*DIRECTIONS*
Using the text below on the finances of three large New York City health systems, answer the following questions.
(a) What percentage of New York City's licensed hospital bed capacity do the three health systems represent?
(b) How much did NewYork-Presbyterian Healthcare System make in net profits in 2017?
(c) Which hospital recently announced that it is formally entering negotiations to join Montefiore?

*DOCUMENT SEGMENT*
****
Big three system financials

The large healthcare systems that include NYSNA-represented nurses in New York City had strong financial performances. The charts below contain an overview of NewYork-Presbyterian’s, Mount Sinai’s and Montefiore’s financial performance as health systems, which include their operations outside New York City in the greater metro area.

Source: Annual Financial Reports for Montefiore and NewYork-Presbyterian, and the 2017 bond offering for Mount Sinai. Note that Mount Sinai data for 2017 is a projection based on the first nine months of 2017.

Collectively, these three systems made over $16 billion in patient care revenues in 2017. In terms of size, Mount Sinai has more certified bed capacity than NewYork-Presbyterian or Montefiore in New York City. However, as a health system, NewYork-Presbyterian is able to generate more revenues. Overall, these health systems represent 38 percent of the licensed hospital bed capacity in New York City. This concentration of resources allows them to capture a significant portion of the patient care revenues in the city, which contributes to their overall financial strengths as health systems.

Source: Annual financial reports for Montefiore and NewYork-Presbyterian, and the 2017 bond offering for Mount Sinai. Note that Mount Sinai data for 2017 is a projection based on the first nine months of 2017.

In terms of profitability from direct patient care operations, NewYork-Presbyterian dwarfs Mount Sinai and Montefiore. Overall, what is remarkable is that these health systems are able to have net positive earnings from operations. Many hospitals across the country do not make profits from direct patient care operations, but instead are profitable due to other endeavors such as supply chain operations, outside investments, licensing and real estate. These health systems, however, have strengthened and consolidated to the point where their command of patient care resources in New York City contributes to their robust patient care margins.

Source: Annual financial reports for Montefiore and NewYork-Presbyterian, and the 2017 bond offering for Mount Sinai. Note that Mount Sinai data for 2017 is a projection based on the first nine months of 2017.

If you consider the full scope of operations of these health systems, their profit margins are only increasing. NewYork-Presbyterian Healthcare System made nearly $850 million in net profits in 2017. Mount Sinai Health System, after completing its acquisition of Continuum Health Partners in 2014-2015, saw its profit margins increase as the size of the health system increased. Mount Sinai Health System recently announced that they are adding South Nassau Communities Hospital to their health system, giving them a foothold in the Long Island market dominated by Northwell Health. Montefiore Health System continues to push north into the Hudson Valley, concentrating on building their presence there. Recently, St. John’s Riverside Hospital announced that it is formally entering negotiations to join Montefiore.

Other NYC hospitals

In contrast to the large health systems anchored by three of our largest employers, our smaller community hospitals do not have as large of an individual market share.

 

Source: American Hospital Directory

As you can see, the size and scope of New York’s largest health systems are very different from the size and scope of smaller community hospitals in New York City, some of which belong to smaller health systems or remain unaffiliated.
****
*RAW DATA*
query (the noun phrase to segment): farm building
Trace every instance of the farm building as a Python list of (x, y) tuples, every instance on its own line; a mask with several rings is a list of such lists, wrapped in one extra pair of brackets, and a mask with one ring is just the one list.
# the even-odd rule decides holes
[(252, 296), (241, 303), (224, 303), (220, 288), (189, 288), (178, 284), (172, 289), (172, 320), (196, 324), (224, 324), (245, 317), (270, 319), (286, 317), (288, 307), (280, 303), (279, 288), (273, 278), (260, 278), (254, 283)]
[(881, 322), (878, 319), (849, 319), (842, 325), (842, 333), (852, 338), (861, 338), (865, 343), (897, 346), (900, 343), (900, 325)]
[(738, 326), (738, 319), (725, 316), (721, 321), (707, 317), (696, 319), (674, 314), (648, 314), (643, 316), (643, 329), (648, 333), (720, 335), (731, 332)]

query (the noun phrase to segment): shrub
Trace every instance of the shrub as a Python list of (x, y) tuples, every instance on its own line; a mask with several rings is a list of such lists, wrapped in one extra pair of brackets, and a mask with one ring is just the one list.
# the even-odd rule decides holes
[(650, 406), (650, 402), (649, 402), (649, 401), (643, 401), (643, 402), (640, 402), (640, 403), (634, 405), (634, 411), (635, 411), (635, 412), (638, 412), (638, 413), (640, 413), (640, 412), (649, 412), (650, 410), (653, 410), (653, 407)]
****
*PROBLEM SOLUTION*
(a) 38 percent
(b) Nearly $850 million
(c) St. John's Riverside Hospital